■ **What is required**: Give a verbatim quotation of every record.

■ **Data to examine**:
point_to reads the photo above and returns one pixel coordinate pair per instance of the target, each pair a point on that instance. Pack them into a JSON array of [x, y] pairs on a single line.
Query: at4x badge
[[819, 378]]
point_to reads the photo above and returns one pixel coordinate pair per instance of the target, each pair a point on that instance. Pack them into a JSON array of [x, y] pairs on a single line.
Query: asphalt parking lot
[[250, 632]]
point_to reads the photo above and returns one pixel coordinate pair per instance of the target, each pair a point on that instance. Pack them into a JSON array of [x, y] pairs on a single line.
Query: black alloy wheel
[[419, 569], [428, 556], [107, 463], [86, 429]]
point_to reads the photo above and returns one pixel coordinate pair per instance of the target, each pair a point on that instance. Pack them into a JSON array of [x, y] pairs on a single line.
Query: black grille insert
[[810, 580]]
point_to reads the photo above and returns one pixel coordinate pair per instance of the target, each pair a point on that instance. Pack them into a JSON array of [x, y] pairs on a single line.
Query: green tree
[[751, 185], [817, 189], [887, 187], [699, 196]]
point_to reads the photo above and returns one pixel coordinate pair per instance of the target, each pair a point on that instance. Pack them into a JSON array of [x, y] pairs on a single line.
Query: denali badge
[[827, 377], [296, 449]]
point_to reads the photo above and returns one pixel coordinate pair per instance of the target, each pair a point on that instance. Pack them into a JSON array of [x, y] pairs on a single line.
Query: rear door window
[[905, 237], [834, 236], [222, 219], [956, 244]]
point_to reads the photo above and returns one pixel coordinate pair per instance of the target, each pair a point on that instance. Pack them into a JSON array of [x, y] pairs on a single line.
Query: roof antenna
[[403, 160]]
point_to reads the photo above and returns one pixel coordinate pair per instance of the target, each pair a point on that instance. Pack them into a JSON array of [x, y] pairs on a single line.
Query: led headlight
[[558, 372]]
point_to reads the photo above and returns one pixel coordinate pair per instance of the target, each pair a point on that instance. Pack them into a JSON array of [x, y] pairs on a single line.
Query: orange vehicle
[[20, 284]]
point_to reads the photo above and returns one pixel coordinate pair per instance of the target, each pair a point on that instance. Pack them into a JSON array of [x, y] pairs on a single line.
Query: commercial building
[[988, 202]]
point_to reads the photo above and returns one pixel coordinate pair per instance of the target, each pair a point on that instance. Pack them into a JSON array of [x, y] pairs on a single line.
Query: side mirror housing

■ **Exercise response**:
point_to reads the photo above and returns one pixel coordinate pair per instance of the target, each pair a point on that instance. Pack them into a JSON array of [x, y] pairs on a single line.
Query: at4x badge
[[819, 378]]
point_to reads the photo above and returns one pixel coordinate pair per instance of the target, each pair a point on that instance. Pack them into a JSON array of [x, y] pairs on a single line.
Query: asphalt parking lot
[[250, 632]]
point_to reads the photo above and returns one pixel coordinate pair per instance of the target, each pair a point on that instance. Pack them into a JSON array of [x, y] pairs on a single line.
Query: black alloy wheel
[[419, 569], [428, 556], [107, 463], [86, 429]]
point_to reads the photo above and returns one pixel coordinate pair per instance of the target, each pair a point on that instance. Pack them into a JSON array of [x, y] pairs on a single line.
Query: black grille insert
[[810, 580]]
point_to reads the photo above and returns one pixel coordinate pair per instance of the target, each pair a point on that instance. Pack them into a JSON array of [x, y] pairs on a single line.
Query: green tree
[[751, 185], [817, 189], [887, 187], [699, 196]]
point_to reads the photo above and returns one pixel coordinate pair per instance of the target, each pair a point on that instance. Pack them into a JSON array of [x, y] pairs on a single line.
Query: denali badge
[[827, 377], [296, 449]]
point_to reads the photo above and returns one pixel coordinate pair per instance of the target, each pair a point on that instance. Pack them into a JSON array of [x, y] pairs on a single line.
Query: rear door window
[[905, 237], [834, 236], [222, 219], [956, 244]]
point_to reads the photo above and returns one pixel coordinate pair per instance of the target, each pair a point on that instance. Pack them into a JSON array of [x, y] pairs on a single line.
Query: roof antenna
[[403, 160]]
point_to reads the photo above and returns one pixel coordinate pair per instance of the target, each pair a point on that instance. Pack them into a JSON array of [x, y] pairs on a single line.
Query: led headlight
[[558, 372]]
point_to reads the photo above and returns one pixel coordinate pair per instance of the target, each pair a point on that instance. Pack them into a JSON array of [x, y] pairs on a single line.
Query: orange vehicle
[[20, 284]]
point_to reads the photo above and returns one pixel coordinate pair per instance of the target, each pair a point on that instance. Pack them into a JSON array of [x, y] pairs on a single line.
Query: commercial building
[[988, 202]]
point_to reads the photo above and returns one pixel coordinate pair per instance of the target, each pair a point on that instance. Pack them into a JSON array of [x, y] pairs on a single line.
Query: side mirror housing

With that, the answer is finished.